### Page text
-.-.-
A good question, for which, unfortunately, there is no good answer.

Here, however, are some of the bad ones:

“Recycling is always cheaper, no matter how much it costs in terms of those Federal Reserve notes you call money,” say a number of my critics.

And:

“Silica mining rapes Mother Earth.”

You can certainly believe this nonsense if you like, and I, for one, will certainly never convince you otherwise, no matter the evidence.

But you should be aware of how much more waste you’re creating, and how much more you are polluting the environment.

You can also believe, as many never tire of telling me, that “recycling has a spiritual component,” which in turn gives recycled products “special value that price cannot measure.”

But I’m speaking to those of you who have not yet been blinded by the environmental dogma:

If price is a reliable indicator – and it is – then the majority of recycling is incontrovertibly irrational.

It is worth noting that many American cities, though explicitly “green,” have nevertheless come to see what for many of us has been blindingly obvious for years: glass recycling is an utter waste. It’s a waste of time, and it’s a waste of resources and money. Furthermore, it’s bad for the environment.

That is why many American cities have wisely done away with glass recycling – green glass in particular, which is so plentiful that it’s ridiculous to recycle it, and the cullet market for which is so overwhelmed by an excess supply that recycling it costs big time, in every way, because so much of it is ultimately landfilled.

There are, of course, a number of other cities that “have tried to delete green glass from the list of recyclable materials, but face a political veto from recycling enthusiasts. And, interestingly, the political opposition comes precisely from those people who will end up paying more for the inefficiency of the recycling they insist they want. Taxpayers, citizens, the folks who take their garbage out to the street, want to ask the city to put green glass back on the recyclable list, regardless of the cost” (Michael Munger, “Think Globally, Act Irrationally: Recycling”).

The Coors Recycling Plant is where all recyclable glass in the entire Colorado region goes. An employee there, who requested anonymity, told me this:

“A great deal of what has been sorted for recycling does end up being landfilled, despite what you hear, because of contamination or lack of market for the recycled material.”
-.-.-
Source data
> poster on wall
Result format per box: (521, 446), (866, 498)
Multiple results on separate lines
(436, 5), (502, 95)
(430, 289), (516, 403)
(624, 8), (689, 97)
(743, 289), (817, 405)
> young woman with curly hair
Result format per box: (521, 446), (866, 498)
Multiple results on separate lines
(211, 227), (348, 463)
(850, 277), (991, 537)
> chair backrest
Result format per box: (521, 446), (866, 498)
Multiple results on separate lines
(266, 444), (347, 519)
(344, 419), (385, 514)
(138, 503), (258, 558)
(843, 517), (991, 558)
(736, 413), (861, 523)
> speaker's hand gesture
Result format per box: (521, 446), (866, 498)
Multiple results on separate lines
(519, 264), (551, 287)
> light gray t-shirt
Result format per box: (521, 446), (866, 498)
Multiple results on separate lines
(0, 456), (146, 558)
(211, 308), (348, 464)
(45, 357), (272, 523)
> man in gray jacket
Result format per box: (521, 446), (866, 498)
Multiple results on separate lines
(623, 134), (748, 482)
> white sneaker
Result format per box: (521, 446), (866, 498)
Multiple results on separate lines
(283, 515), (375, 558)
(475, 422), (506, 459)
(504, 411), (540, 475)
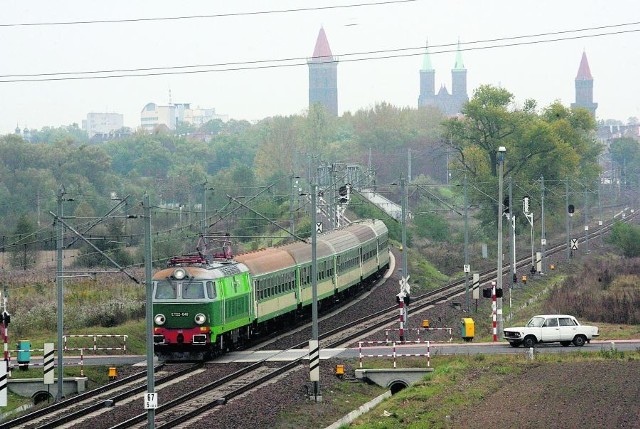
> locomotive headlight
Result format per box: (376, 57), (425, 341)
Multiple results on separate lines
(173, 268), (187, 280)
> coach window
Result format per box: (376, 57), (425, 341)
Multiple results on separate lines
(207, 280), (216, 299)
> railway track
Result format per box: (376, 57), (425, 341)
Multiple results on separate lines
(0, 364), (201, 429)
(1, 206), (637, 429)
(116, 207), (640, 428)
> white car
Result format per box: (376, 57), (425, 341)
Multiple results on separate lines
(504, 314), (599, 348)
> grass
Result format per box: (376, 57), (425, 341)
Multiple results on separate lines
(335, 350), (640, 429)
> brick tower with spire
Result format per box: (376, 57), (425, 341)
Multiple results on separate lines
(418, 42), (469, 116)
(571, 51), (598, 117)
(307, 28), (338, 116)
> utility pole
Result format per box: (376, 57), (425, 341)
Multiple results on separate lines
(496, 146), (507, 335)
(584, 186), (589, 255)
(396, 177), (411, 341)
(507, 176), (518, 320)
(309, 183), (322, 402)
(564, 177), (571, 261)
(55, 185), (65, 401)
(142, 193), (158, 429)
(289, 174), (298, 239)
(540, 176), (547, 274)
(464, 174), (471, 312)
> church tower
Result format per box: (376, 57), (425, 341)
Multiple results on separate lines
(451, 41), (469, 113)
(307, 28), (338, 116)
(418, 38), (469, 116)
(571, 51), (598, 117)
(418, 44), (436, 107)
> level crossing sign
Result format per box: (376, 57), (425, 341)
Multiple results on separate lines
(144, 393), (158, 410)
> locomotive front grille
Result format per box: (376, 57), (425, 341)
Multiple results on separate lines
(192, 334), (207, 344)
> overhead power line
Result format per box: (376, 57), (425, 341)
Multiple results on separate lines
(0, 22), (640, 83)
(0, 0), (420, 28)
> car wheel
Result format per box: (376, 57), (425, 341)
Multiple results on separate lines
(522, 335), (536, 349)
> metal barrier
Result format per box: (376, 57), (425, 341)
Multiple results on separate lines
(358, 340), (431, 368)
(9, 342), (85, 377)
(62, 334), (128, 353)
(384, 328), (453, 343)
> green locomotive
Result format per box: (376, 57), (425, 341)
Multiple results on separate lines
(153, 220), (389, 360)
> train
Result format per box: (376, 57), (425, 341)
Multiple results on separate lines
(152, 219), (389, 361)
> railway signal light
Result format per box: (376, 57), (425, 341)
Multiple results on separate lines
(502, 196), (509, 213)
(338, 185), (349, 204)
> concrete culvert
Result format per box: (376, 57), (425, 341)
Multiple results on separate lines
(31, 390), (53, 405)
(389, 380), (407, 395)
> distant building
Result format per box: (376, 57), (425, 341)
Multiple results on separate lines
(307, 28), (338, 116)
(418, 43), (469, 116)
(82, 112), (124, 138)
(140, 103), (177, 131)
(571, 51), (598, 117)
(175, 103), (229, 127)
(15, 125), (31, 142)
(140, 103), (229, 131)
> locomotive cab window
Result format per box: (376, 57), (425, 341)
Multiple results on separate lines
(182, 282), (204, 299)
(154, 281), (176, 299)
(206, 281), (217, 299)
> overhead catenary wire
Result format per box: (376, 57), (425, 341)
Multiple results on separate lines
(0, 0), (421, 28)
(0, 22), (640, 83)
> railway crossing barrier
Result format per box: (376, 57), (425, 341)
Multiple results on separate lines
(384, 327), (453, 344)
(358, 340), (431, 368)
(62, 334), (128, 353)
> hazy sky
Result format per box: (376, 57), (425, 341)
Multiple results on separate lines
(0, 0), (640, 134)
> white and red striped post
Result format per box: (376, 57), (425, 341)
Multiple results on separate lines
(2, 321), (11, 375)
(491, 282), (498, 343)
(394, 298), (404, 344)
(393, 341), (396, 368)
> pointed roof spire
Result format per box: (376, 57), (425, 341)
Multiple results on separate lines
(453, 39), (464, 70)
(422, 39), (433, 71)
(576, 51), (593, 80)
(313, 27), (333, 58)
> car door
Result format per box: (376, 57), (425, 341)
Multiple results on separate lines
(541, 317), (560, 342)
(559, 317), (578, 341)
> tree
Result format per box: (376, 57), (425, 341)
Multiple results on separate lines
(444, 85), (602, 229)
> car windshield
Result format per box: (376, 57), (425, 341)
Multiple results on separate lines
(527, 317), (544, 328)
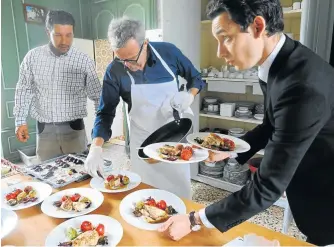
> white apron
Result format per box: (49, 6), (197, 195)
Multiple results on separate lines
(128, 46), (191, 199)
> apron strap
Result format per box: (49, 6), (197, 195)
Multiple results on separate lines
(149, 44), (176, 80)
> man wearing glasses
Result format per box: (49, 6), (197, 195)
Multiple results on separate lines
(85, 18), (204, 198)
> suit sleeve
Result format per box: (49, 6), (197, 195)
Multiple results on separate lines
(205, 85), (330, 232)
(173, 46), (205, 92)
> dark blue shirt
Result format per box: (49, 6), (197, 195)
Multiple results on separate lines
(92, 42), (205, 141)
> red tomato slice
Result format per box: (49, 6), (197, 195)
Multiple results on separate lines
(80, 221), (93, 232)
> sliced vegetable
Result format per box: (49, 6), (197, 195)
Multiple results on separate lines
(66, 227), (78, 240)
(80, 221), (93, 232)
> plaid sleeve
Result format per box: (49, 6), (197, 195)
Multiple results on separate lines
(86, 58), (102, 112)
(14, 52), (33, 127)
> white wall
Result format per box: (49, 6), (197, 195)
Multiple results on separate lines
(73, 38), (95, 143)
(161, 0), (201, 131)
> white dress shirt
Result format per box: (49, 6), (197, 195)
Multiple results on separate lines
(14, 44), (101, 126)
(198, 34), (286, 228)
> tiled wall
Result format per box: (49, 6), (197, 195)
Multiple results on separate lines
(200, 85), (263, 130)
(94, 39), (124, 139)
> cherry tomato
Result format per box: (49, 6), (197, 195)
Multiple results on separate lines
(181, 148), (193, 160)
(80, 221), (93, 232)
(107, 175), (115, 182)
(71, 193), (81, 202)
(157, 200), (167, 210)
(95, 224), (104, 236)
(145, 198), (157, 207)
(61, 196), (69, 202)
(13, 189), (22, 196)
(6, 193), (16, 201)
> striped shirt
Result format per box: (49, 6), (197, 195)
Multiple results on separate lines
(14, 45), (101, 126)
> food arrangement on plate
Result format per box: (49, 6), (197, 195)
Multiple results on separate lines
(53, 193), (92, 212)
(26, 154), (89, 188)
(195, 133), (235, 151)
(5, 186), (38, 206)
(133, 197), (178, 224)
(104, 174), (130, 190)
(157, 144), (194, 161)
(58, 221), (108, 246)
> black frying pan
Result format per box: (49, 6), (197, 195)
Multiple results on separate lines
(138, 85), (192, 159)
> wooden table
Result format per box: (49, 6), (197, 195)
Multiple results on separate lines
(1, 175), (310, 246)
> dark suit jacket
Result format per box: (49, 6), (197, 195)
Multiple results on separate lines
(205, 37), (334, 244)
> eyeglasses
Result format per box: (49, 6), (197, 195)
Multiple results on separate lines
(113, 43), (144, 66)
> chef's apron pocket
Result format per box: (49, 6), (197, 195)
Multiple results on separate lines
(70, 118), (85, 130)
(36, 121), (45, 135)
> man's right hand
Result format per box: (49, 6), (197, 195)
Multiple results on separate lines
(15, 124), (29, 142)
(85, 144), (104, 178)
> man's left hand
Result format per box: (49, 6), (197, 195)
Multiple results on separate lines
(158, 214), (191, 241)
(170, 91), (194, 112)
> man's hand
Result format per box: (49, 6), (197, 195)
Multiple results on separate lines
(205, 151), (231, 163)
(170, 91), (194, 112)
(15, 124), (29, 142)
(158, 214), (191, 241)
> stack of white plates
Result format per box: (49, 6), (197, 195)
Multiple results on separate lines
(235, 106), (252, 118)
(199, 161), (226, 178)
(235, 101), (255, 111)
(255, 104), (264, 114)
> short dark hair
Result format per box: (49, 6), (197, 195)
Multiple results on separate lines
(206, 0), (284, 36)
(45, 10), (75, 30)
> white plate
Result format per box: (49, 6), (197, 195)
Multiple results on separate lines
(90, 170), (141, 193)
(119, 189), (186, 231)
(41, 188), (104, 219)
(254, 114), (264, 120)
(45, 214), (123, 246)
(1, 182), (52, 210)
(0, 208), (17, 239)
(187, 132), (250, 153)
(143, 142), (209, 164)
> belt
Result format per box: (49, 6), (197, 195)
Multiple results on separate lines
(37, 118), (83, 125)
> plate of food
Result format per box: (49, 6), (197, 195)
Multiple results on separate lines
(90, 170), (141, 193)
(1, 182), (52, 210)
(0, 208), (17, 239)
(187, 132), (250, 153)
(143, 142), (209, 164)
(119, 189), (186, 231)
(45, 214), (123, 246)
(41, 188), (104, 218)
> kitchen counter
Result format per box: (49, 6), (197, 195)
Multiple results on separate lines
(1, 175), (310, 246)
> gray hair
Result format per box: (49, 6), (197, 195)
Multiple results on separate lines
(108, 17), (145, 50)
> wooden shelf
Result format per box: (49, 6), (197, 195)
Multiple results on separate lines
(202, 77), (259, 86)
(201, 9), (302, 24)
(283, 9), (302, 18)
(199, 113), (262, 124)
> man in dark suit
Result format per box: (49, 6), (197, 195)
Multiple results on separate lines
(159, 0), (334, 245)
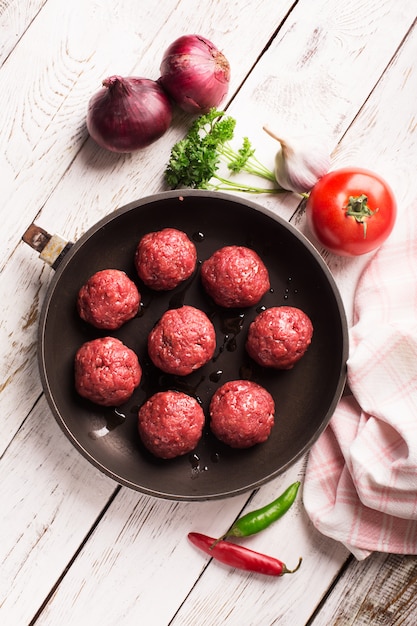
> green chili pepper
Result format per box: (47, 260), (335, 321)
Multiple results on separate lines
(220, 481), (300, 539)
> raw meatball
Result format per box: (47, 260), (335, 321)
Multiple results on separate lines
-.-.-
### Task instructions
Translate this sentence from the piece on glass recycling into Spanish: "But you should be aware of how much more waste you're creating, and how much more you are polluting the environment."

### Problem solution
Pero deberías ser consciente de cuántos residuos más estás generando y de cuánto más estás contaminando el medio ambiente.